Named-object pointing records ->
============================================================

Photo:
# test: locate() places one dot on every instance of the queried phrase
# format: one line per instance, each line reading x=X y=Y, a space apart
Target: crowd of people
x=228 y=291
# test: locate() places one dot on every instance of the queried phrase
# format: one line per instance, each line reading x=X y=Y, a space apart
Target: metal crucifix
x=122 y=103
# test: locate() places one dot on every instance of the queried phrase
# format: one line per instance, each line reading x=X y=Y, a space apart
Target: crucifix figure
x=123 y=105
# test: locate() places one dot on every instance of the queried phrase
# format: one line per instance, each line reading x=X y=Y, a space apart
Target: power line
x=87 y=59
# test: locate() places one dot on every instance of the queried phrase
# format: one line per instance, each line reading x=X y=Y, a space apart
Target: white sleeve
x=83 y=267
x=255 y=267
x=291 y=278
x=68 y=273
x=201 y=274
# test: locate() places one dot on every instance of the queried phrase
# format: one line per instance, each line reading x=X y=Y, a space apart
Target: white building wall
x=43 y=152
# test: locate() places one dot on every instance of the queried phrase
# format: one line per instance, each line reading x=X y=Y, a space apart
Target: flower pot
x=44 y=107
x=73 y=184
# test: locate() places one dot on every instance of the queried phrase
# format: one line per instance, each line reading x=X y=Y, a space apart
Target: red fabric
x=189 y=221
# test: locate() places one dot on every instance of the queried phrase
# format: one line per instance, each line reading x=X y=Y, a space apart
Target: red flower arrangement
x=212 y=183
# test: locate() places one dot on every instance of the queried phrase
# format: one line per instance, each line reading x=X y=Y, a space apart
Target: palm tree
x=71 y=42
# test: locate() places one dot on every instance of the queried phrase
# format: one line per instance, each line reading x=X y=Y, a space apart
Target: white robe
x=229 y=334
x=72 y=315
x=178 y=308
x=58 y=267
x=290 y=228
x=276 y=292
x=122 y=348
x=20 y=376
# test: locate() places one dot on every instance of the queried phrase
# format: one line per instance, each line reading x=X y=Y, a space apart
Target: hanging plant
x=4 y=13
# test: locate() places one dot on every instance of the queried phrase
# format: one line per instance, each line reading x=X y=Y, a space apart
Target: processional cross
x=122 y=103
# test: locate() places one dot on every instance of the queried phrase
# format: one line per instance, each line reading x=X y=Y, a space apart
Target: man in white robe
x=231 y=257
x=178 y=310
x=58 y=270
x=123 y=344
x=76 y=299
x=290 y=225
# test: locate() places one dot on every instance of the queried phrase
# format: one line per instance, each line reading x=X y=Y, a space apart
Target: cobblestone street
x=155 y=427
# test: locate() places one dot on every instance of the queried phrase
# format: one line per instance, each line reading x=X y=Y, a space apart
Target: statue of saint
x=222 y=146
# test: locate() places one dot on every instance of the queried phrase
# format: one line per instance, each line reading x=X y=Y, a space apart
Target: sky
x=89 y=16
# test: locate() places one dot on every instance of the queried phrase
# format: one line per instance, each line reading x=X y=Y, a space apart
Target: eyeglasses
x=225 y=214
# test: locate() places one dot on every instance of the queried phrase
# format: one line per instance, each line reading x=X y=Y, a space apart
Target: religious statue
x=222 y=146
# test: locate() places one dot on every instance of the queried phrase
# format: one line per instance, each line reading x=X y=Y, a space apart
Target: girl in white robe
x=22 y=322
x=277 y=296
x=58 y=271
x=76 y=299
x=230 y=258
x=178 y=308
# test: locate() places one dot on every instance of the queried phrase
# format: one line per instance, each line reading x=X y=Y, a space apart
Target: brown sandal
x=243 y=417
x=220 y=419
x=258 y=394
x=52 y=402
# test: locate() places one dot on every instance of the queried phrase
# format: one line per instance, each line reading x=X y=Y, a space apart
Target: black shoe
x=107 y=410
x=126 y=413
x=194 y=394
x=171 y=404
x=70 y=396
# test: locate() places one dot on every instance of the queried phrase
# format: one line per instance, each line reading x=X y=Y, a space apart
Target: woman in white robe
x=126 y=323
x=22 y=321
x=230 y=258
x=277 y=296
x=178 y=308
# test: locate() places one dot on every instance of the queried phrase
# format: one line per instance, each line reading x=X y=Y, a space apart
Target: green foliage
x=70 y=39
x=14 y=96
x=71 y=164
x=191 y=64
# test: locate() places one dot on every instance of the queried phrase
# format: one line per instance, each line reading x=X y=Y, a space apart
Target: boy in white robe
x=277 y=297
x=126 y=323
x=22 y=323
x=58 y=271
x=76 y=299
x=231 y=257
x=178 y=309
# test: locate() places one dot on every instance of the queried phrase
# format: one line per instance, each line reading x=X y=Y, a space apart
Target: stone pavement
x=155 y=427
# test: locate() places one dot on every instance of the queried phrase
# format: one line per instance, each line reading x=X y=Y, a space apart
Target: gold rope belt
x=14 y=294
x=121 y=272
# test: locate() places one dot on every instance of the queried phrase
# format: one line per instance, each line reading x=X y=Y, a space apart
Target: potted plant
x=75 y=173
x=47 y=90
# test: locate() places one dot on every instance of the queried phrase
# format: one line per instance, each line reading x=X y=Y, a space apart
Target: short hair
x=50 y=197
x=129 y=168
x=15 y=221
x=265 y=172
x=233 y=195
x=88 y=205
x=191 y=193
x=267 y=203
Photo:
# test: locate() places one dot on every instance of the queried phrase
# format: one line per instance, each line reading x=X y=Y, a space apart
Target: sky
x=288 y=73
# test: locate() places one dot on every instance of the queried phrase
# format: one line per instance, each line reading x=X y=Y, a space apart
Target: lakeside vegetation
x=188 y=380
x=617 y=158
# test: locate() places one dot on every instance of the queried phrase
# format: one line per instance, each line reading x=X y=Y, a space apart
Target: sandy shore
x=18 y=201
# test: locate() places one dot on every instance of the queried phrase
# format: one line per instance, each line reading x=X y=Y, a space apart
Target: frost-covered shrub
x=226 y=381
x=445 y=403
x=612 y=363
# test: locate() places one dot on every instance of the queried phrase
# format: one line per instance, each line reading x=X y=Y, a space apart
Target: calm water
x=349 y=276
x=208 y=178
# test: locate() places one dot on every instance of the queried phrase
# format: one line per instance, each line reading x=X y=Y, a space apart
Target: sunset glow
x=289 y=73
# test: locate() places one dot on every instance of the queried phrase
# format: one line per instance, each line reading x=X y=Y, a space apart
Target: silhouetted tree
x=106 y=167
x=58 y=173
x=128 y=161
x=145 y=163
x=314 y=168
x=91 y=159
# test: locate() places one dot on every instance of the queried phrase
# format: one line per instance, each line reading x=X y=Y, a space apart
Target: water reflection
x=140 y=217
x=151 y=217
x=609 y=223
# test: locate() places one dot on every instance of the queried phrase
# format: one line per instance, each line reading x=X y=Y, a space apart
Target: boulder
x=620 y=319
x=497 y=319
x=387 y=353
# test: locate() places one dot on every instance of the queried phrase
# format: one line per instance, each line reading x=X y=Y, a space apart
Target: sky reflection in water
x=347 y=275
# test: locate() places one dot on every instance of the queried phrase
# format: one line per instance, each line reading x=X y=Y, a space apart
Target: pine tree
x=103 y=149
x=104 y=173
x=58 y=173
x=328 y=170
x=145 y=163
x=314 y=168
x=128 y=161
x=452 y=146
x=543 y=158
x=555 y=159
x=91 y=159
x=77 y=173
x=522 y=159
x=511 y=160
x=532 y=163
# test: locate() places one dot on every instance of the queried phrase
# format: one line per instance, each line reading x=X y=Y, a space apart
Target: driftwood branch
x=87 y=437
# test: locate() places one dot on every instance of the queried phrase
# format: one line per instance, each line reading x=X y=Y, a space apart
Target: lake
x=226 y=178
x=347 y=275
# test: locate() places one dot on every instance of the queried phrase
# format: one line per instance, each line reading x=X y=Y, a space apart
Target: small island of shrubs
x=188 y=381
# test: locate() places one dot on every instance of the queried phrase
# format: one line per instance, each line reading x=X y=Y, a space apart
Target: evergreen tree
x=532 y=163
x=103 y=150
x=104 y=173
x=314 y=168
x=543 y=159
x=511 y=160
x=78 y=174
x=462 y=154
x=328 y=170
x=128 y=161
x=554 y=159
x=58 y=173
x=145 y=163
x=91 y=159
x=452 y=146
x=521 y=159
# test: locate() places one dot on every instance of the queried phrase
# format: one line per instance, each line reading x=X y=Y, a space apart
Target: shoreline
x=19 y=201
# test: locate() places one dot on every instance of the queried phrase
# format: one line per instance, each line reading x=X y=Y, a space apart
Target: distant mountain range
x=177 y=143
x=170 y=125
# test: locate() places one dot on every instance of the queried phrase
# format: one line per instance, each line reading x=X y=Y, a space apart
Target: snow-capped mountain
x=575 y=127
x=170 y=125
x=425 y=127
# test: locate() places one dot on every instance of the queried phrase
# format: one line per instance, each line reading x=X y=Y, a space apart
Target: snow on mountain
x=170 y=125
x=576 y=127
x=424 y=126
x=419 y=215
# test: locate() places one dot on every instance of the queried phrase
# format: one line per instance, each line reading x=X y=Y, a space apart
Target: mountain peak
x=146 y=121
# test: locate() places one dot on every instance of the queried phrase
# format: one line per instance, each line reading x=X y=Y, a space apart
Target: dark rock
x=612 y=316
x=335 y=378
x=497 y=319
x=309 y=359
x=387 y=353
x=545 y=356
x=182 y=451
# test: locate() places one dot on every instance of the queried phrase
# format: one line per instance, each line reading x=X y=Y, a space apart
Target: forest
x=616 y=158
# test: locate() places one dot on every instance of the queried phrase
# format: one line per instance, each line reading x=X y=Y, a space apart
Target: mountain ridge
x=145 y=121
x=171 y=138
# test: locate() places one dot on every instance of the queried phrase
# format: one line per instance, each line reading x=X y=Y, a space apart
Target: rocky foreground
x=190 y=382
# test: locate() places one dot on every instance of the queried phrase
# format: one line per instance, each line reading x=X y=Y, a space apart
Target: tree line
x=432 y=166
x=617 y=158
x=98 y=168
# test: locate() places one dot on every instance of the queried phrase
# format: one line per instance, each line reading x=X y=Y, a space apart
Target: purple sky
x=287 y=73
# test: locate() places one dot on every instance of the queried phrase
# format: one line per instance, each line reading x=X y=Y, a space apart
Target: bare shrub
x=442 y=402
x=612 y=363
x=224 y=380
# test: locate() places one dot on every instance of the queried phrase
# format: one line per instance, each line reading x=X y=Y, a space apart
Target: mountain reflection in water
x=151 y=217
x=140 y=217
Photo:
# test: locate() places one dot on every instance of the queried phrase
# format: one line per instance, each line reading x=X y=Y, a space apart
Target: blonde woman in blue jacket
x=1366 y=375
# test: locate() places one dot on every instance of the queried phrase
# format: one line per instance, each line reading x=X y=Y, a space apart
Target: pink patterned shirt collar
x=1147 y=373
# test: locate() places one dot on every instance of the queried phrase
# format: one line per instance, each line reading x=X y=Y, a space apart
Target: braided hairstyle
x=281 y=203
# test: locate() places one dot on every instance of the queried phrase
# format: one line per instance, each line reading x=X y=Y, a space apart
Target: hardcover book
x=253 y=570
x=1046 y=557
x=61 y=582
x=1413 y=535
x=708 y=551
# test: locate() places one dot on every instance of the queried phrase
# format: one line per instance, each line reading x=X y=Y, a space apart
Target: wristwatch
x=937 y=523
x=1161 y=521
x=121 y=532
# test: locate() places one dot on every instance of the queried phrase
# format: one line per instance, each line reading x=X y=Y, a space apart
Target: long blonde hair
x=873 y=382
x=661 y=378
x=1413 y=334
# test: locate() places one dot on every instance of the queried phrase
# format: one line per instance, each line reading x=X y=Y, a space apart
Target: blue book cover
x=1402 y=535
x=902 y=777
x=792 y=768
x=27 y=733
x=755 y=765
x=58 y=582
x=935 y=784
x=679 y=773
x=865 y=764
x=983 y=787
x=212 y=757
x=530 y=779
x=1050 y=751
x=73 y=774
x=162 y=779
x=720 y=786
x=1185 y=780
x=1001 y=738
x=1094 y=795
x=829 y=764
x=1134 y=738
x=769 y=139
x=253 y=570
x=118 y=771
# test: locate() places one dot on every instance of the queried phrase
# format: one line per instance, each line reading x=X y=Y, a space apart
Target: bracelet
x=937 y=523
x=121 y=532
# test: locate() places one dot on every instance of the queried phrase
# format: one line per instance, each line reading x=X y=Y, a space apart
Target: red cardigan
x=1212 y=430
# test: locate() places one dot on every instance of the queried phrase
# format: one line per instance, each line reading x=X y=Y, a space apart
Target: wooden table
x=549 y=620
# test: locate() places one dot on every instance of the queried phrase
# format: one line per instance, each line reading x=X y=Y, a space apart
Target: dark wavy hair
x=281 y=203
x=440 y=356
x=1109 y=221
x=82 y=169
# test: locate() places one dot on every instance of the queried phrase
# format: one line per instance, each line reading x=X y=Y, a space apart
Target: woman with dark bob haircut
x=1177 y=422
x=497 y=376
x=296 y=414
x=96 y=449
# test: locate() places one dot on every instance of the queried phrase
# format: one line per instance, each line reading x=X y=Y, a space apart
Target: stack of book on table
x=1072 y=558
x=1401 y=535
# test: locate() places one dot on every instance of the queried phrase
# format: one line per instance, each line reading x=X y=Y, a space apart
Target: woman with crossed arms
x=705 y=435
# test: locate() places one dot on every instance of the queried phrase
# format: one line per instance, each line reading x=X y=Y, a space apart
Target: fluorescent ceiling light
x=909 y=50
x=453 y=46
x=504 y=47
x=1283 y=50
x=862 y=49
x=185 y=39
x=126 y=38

============================================================

GOAL OF THE EXERCISE ->
Please rewrite the lines from the start of the records through the line containing "x=201 y=274", swapping "crucifix" for "cross" and leaving everything else untouched. Return only those lines.

SOLUTION TO THIS EXERCISE ->
Photo:
# test: locate() places one dot on every instance of the queried phrase
# format: one line per instance, each line reading x=X y=Y, a space apart
Target: crowd of people
x=228 y=291
# test: locate() places one dot on every instance of the queried phrase
# format: one line per instance, each line reading x=X y=Y, a space apart
Target: metal cross
x=122 y=103
# test: locate() places one dot on every instance of the queried phrase
# format: one line per instance, each line reading x=X y=Y, a space apart
Target: cross figure
x=123 y=105
# test: locate() places one dot on every instance of the queried phrase
# format: one line per instance, each line reading x=X y=Y, a space apart
Target: power line
x=87 y=59
# test: locate() places one dot on every instance of the queried phrase
# format: one line per instance, each line reading x=X y=Y, a space apart
Target: white sleeve
x=83 y=267
x=255 y=267
x=291 y=278
x=68 y=273
x=201 y=274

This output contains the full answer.